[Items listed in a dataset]
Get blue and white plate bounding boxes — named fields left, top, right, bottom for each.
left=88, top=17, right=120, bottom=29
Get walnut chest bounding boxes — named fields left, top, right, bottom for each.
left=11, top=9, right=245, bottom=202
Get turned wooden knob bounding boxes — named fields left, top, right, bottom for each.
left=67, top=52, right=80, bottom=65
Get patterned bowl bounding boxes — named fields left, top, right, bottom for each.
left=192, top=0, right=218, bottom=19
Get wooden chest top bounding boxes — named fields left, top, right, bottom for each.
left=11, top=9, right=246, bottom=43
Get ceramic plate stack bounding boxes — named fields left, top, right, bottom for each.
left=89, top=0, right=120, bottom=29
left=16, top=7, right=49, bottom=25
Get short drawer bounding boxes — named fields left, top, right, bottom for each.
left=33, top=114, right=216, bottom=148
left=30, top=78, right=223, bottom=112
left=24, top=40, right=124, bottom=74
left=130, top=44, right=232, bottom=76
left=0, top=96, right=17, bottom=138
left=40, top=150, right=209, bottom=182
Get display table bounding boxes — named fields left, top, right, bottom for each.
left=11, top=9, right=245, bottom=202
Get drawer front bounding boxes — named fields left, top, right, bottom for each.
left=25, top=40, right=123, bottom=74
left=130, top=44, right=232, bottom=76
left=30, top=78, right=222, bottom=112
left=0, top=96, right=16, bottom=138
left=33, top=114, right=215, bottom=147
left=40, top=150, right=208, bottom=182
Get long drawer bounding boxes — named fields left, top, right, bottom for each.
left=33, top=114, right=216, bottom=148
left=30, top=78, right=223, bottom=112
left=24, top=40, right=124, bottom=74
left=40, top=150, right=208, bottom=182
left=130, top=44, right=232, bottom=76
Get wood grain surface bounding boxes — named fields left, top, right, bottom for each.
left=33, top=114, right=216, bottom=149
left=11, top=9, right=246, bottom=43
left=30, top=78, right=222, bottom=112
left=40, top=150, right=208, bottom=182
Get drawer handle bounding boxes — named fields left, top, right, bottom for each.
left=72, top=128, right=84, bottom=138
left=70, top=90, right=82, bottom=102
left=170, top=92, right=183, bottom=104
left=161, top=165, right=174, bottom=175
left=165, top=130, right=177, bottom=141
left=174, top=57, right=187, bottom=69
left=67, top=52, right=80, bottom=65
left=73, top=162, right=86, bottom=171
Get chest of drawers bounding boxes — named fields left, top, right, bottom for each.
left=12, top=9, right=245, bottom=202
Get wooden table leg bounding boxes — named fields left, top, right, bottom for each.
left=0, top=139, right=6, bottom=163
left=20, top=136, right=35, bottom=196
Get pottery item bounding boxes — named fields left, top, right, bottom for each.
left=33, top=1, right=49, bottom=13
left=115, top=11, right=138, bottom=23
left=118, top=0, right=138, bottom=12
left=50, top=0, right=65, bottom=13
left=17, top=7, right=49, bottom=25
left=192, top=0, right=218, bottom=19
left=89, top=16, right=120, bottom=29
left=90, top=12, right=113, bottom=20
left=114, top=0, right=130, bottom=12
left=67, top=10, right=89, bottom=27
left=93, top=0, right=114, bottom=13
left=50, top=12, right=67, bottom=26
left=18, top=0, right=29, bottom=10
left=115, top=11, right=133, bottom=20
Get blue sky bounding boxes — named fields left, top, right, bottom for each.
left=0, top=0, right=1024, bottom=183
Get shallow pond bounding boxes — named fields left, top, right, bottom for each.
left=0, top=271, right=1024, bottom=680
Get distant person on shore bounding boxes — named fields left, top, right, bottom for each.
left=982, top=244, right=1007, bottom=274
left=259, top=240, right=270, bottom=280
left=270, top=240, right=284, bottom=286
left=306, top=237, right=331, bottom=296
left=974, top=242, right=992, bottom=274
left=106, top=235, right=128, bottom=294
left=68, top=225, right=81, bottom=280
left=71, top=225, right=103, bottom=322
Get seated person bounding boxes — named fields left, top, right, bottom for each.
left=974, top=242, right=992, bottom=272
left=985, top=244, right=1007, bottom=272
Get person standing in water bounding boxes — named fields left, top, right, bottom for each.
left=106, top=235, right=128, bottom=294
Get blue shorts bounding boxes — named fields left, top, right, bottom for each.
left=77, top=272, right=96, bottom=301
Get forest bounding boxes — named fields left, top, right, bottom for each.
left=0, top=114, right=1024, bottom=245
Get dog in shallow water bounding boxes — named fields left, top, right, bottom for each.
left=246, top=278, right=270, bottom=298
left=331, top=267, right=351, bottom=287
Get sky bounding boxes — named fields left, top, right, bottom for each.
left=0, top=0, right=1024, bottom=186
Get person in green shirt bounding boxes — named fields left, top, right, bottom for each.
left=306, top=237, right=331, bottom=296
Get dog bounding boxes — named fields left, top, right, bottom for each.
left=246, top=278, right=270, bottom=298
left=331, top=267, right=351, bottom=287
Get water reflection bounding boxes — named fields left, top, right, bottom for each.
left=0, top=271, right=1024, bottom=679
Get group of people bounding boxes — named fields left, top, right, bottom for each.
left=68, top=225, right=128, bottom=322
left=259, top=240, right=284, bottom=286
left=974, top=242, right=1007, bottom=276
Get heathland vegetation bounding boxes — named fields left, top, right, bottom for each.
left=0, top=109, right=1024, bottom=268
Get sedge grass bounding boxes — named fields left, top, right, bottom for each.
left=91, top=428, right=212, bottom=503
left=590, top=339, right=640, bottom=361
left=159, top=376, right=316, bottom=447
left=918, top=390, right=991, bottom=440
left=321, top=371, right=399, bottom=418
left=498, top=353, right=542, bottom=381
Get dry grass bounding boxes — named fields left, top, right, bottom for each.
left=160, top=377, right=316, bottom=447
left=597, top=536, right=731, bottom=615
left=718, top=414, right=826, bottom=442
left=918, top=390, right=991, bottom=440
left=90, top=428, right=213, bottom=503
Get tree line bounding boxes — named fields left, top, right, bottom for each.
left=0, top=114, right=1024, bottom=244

# GOAL:
Rewrite the part of the rows above that opens with the line containing "Get shallow pond" and closes with the line containing "left=0, top=271, right=1024, bottom=680", keeping both of those lines and the request as it stands. Multiply each bounding box coordinate in the answer by 0.4 and round to a whole number, rounding halves up.

# CORRECT ANSWER:
Get shallow pond bounding boxes — named fields left, top, right, bottom for each.
left=0, top=108, right=410, bottom=272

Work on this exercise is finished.